--- start of Data rows ---

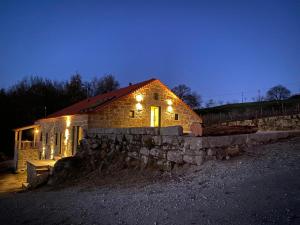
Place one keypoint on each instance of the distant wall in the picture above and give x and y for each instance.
(291, 122)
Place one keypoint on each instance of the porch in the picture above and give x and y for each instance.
(27, 146)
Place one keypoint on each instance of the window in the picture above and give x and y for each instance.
(131, 114)
(46, 138)
(56, 139)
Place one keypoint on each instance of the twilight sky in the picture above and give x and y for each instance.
(219, 48)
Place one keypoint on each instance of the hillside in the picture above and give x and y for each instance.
(250, 110)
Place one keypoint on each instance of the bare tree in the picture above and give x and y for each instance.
(278, 93)
(193, 99)
(210, 103)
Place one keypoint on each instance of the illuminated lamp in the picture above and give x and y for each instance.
(43, 153)
(169, 102)
(139, 98)
(68, 121)
(52, 152)
(67, 133)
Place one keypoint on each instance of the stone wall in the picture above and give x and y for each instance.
(118, 113)
(55, 128)
(25, 155)
(165, 147)
(290, 122)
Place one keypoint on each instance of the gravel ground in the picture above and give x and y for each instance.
(260, 187)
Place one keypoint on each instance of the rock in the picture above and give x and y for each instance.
(196, 129)
(158, 153)
(194, 159)
(172, 130)
(133, 155)
(211, 152)
(144, 151)
(94, 146)
(232, 151)
(175, 156)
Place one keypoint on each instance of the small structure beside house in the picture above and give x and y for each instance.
(146, 104)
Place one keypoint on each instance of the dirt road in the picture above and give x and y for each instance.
(260, 187)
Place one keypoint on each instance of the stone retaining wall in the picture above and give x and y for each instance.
(290, 122)
(25, 155)
(164, 147)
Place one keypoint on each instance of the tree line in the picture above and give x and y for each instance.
(36, 97)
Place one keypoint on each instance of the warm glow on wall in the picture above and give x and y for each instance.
(67, 134)
(43, 153)
(68, 121)
(139, 106)
(52, 152)
(169, 102)
(170, 109)
(139, 98)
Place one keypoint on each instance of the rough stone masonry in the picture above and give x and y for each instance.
(167, 146)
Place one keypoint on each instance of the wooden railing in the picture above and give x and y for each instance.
(24, 145)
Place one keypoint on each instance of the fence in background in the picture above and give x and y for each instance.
(281, 110)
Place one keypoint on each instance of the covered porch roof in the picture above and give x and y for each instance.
(34, 126)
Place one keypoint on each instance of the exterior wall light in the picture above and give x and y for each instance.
(139, 106)
(68, 121)
(52, 152)
(139, 98)
(43, 153)
(169, 102)
(67, 133)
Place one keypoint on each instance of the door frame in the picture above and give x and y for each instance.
(159, 114)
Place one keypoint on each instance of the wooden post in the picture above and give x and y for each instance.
(16, 152)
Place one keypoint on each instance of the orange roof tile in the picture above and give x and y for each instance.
(95, 103)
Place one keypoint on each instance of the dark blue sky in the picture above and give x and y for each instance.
(218, 48)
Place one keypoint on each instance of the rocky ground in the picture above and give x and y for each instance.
(260, 187)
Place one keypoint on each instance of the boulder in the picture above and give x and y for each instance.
(172, 130)
(175, 156)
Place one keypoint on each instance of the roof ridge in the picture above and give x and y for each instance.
(93, 103)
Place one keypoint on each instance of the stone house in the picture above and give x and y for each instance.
(146, 104)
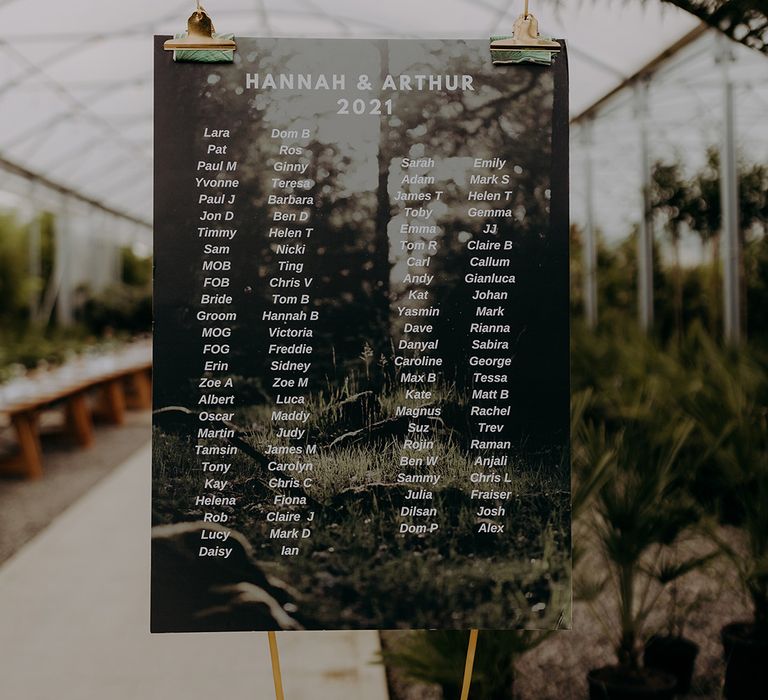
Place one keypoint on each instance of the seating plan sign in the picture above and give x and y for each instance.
(361, 369)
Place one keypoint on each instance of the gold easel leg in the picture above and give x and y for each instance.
(469, 665)
(276, 675)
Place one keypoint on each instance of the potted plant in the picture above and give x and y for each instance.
(669, 649)
(731, 410)
(638, 512)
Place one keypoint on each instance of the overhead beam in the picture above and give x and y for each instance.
(31, 176)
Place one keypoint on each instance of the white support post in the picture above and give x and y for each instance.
(729, 197)
(590, 239)
(645, 232)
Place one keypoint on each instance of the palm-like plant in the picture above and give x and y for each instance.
(731, 413)
(638, 512)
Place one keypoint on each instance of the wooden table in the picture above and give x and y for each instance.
(126, 384)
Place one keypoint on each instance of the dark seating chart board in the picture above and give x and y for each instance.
(361, 370)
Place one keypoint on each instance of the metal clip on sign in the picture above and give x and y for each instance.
(525, 45)
(201, 43)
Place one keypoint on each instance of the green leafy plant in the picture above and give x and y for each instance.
(641, 509)
(731, 412)
(438, 657)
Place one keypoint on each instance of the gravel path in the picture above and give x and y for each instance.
(556, 670)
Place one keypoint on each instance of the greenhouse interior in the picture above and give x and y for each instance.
(668, 111)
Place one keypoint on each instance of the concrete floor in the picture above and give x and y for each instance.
(74, 621)
(27, 507)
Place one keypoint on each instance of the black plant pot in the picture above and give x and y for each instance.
(616, 683)
(675, 655)
(746, 662)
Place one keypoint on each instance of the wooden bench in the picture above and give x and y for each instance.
(118, 388)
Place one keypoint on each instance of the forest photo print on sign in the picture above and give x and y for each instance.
(361, 363)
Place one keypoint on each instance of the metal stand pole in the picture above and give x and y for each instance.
(276, 675)
(590, 242)
(729, 197)
(645, 233)
(469, 664)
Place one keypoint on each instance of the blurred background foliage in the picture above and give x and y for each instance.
(29, 333)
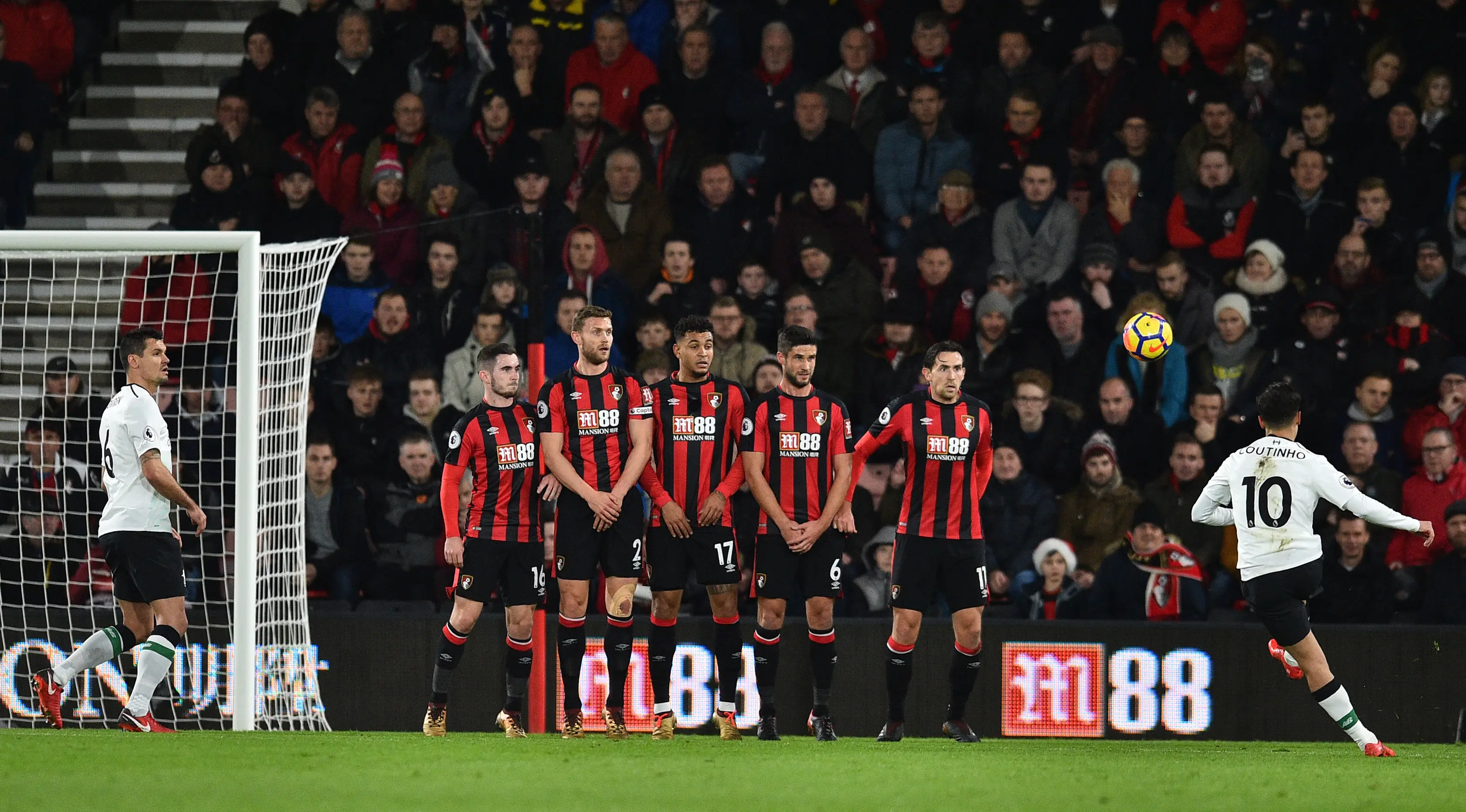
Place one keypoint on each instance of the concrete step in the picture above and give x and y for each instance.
(93, 223)
(224, 37)
(132, 134)
(169, 68)
(200, 9)
(108, 200)
(152, 102)
(100, 166)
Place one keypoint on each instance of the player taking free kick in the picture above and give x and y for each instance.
(1273, 487)
(596, 437)
(137, 538)
(697, 421)
(797, 458)
(939, 538)
(500, 547)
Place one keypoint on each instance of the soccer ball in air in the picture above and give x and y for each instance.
(1147, 336)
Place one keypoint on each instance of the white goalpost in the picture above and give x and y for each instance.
(245, 316)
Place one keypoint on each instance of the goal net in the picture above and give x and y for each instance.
(240, 323)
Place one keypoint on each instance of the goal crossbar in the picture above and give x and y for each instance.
(250, 298)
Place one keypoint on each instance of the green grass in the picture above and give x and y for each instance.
(358, 771)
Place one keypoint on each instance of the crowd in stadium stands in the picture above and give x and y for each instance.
(1282, 179)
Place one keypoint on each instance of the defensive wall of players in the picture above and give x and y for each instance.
(1038, 679)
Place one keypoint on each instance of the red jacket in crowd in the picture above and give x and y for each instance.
(178, 301)
(1425, 420)
(1427, 501)
(621, 83)
(336, 172)
(40, 34)
(396, 238)
(1217, 28)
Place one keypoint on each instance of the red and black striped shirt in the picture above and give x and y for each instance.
(949, 459)
(594, 414)
(502, 449)
(800, 439)
(696, 445)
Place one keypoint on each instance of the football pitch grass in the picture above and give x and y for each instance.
(360, 771)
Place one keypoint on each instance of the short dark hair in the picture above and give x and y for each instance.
(137, 341)
(930, 360)
(446, 238)
(486, 357)
(691, 325)
(366, 373)
(588, 313)
(795, 336)
(1279, 405)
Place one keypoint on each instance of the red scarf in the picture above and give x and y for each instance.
(490, 144)
(773, 80)
(1019, 144)
(662, 157)
(1163, 591)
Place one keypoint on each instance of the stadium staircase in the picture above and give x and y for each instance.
(119, 163)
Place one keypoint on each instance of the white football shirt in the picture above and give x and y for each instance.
(1273, 487)
(132, 426)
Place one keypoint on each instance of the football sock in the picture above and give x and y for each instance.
(154, 662)
(451, 650)
(662, 648)
(1334, 701)
(821, 664)
(728, 651)
(618, 659)
(962, 676)
(766, 667)
(898, 678)
(99, 648)
(518, 660)
(572, 651)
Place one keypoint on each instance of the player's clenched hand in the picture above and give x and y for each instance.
(454, 551)
(808, 537)
(845, 521)
(676, 519)
(712, 511)
(606, 506)
(198, 518)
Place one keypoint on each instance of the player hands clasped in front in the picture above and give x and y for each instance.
(1273, 487)
(137, 538)
(797, 458)
(939, 537)
(500, 546)
(697, 420)
(596, 440)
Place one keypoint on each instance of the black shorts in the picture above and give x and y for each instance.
(515, 569)
(782, 574)
(146, 565)
(1279, 600)
(580, 547)
(710, 551)
(957, 566)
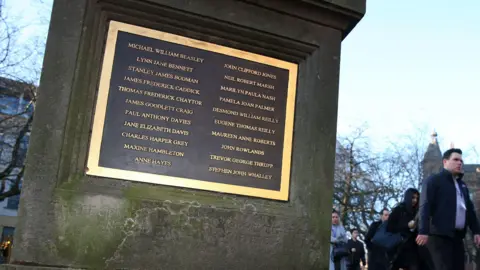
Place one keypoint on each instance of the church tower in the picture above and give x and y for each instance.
(432, 160)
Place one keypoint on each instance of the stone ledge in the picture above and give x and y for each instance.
(32, 267)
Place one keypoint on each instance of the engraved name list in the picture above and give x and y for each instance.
(193, 114)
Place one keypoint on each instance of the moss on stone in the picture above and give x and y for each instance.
(88, 234)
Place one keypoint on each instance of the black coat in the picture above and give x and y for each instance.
(438, 206)
(375, 254)
(359, 253)
(407, 253)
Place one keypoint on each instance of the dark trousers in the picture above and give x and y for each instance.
(354, 266)
(447, 253)
(377, 260)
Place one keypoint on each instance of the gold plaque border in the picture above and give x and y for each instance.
(93, 167)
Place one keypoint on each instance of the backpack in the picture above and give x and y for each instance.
(386, 240)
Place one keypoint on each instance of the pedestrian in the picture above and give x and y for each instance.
(402, 221)
(338, 241)
(357, 252)
(377, 257)
(445, 212)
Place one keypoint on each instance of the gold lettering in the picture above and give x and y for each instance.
(179, 55)
(241, 161)
(180, 121)
(153, 150)
(140, 47)
(247, 104)
(185, 79)
(225, 135)
(224, 123)
(162, 85)
(134, 136)
(141, 70)
(130, 90)
(240, 173)
(225, 111)
(180, 67)
(243, 149)
(152, 161)
(247, 93)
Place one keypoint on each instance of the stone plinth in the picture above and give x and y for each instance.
(69, 219)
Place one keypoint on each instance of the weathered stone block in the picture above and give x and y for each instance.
(69, 219)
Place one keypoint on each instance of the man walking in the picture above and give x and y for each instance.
(445, 212)
(357, 252)
(377, 257)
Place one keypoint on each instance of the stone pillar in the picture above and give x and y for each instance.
(70, 219)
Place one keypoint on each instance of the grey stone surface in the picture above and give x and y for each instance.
(68, 219)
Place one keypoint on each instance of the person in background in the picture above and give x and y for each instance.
(357, 252)
(338, 237)
(445, 213)
(377, 257)
(402, 220)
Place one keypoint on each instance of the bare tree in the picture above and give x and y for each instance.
(367, 180)
(20, 65)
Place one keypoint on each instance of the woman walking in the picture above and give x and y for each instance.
(338, 240)
(402, 220)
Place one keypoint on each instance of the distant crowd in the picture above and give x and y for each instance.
(425, 231)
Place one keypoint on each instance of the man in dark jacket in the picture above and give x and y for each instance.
(445, 212)
(377, 258)
(357, 252)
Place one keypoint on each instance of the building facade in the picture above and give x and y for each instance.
(432, 163)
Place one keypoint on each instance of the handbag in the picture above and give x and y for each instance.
(386, 240)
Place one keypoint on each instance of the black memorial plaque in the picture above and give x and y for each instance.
(194, 114)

--- end of Data rows ---

## What is expected
Take every line from the one containing "Place one keypoint on each instance of the distant crowd" to the end of the listing and output it exactly, with nothing else.

## Response
Place one keypoint on each instance of the distant crowd in the picture above and give x and y for each instance.
(425, 231)
Place one keypoint on each instance of the man in dark jacket in the picture above and give x and y for each instance.
(445, 212)
(377, 258)
(357, 252)
Place one keypoint on each instance of the building facade in the picture above and give x and y for each instance.
(432, 163)
Place one keypoint on each instance of the handbag in the picture above and give x and y for each instance.
(386, 240)
Place one keypoint on each instance of the black memorial plaque in the picture above and give x and y for each instance.
(194, 114)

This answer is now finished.